Task details: Please reproduce the passage on nerd culture and comic-book movies word for word, from "As everyone knows, virtually" up to and including "from Forbidden Planet.".

Passage provided:
****************

Nerds are a hard bunch to please. With the hardcore fanboy
and internet forum troll, nothing is either OK or satisfactory: it is either
the greatest thing since Star Trek II,
or else a childhood-destroying monster that haunts their dreams and caused the
deaths of their grandparents.
As everyone knows, virtually every huge blockbuster being
released at the moment has its origins in some kind of comic book. Gone are the
days when being a 22 year old fanzine collector got you beaten up – even
gangster wannabes now proudly sport Superman hats or Marvel hoodies, or Batman
belt-buckles so heavy their jeans end up around their ankles. Just looking at
the grosses for Spider-Man or The Dark Knight will tell you that nerd
culture is now a huge business, and as such movies find themselves pandering to
the kind of demographic who are willing to part with £1000 for a life-size
stormtrooper outfit from Forbidden Planet.

****************

Information shown:
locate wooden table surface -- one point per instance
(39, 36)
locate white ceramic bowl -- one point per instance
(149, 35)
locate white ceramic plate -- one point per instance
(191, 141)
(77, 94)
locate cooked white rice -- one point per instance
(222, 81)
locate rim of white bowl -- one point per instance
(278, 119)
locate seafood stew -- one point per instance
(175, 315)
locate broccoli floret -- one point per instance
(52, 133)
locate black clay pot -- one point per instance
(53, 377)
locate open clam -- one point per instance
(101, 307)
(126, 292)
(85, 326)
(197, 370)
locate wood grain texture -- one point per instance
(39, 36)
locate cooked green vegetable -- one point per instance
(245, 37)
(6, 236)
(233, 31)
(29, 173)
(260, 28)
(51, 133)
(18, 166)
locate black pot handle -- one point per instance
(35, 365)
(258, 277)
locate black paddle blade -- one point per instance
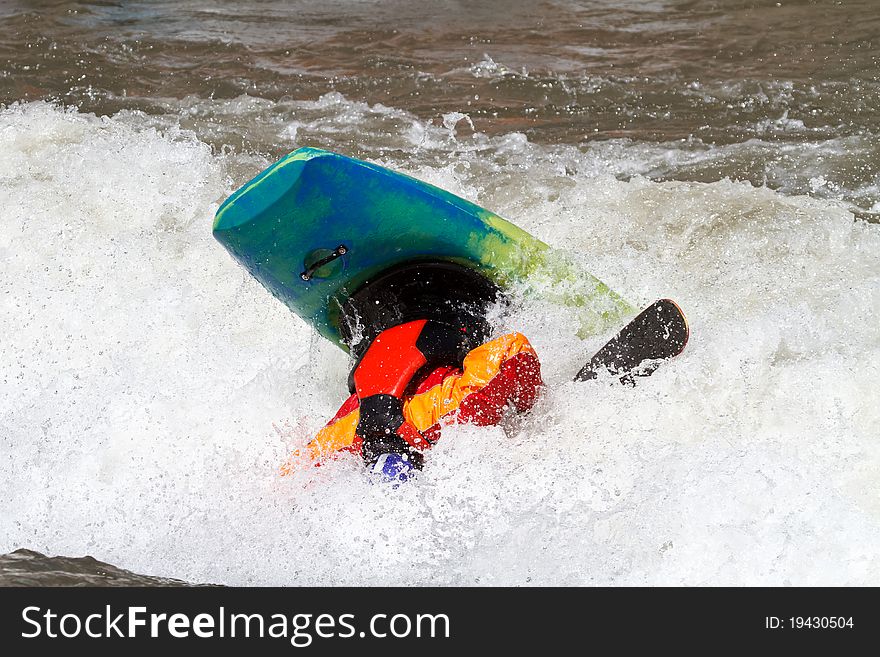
(659, 332)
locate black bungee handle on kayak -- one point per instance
(339, 251)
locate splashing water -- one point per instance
(151, 389)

****************

Task result:
As everyone knows, virtually every huge blockbuster being
released at the moment has its origins in some kind of comic book. Gone are the
days when being a 22 year old fanzine collector got you beaten up – even
gangster wannabes now proudly sport Superman hats or Marvel hoodies, or Batman
belt-buckles so heavy their jeans end up around their ankles. Just looking at
the grosses for Spider-Man or The Dark Knight will tell you that nerd
culture is now a huge business, and as such movies find themselves pandering to
the kind of demographic who are willing to part with £1000 for a life-size
stormtrooper outfit from Forbidden Planet.